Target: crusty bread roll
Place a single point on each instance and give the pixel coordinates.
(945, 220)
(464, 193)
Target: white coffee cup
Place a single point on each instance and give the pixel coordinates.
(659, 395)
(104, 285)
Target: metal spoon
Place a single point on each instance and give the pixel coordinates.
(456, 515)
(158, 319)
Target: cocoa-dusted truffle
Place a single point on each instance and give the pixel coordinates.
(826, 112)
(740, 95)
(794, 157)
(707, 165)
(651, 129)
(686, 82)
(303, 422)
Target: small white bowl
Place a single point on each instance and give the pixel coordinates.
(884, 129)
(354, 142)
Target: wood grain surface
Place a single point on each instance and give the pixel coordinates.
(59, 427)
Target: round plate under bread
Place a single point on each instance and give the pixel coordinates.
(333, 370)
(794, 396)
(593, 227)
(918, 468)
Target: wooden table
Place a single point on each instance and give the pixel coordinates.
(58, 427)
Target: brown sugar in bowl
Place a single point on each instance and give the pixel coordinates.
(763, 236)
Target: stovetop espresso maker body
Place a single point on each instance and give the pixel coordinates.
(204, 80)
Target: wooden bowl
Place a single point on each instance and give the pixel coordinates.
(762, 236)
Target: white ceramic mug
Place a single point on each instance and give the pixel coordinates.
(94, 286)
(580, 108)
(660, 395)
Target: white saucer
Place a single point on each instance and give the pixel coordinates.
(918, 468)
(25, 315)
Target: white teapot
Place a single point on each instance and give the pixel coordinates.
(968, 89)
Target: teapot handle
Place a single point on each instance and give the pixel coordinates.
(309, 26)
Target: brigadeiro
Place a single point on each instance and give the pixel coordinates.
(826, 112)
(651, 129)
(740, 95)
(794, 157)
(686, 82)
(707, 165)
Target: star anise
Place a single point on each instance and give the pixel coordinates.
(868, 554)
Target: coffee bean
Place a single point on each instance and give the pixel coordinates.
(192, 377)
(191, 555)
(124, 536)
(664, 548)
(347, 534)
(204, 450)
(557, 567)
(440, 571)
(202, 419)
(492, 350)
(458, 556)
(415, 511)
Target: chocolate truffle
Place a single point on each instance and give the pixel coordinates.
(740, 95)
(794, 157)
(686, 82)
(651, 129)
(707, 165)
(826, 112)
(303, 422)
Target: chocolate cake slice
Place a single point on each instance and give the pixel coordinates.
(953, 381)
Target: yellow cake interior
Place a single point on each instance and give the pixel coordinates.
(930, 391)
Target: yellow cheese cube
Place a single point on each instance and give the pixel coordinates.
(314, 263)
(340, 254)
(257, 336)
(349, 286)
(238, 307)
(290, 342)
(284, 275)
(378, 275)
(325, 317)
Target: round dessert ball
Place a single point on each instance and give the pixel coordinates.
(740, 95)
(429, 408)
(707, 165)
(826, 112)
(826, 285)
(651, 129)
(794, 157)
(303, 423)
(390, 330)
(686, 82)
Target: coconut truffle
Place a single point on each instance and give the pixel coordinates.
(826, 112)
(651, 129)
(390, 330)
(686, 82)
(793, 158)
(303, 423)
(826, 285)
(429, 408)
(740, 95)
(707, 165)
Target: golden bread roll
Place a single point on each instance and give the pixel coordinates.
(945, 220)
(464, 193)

+++

→ Written instruction
Rewrite the lines from the one containing "Target: coconut truffle" through the end of the entries, changing "golden" to "brown" and leaving everything else as it is.

→ Correct output
Target: coconut truffle
Place a single point on each instance and give the pixel coordinates.
(826, 112)
(651, 129)
(390, 330)
(686, 82)
(793, 158)
(303, 423)
(826, 285)
(429, 408)
(740, 95)
(707, 165)
Target: brown bread roll
Place a single point on each instance and give the pixel coordinates.
(945, 220)
(464, 193)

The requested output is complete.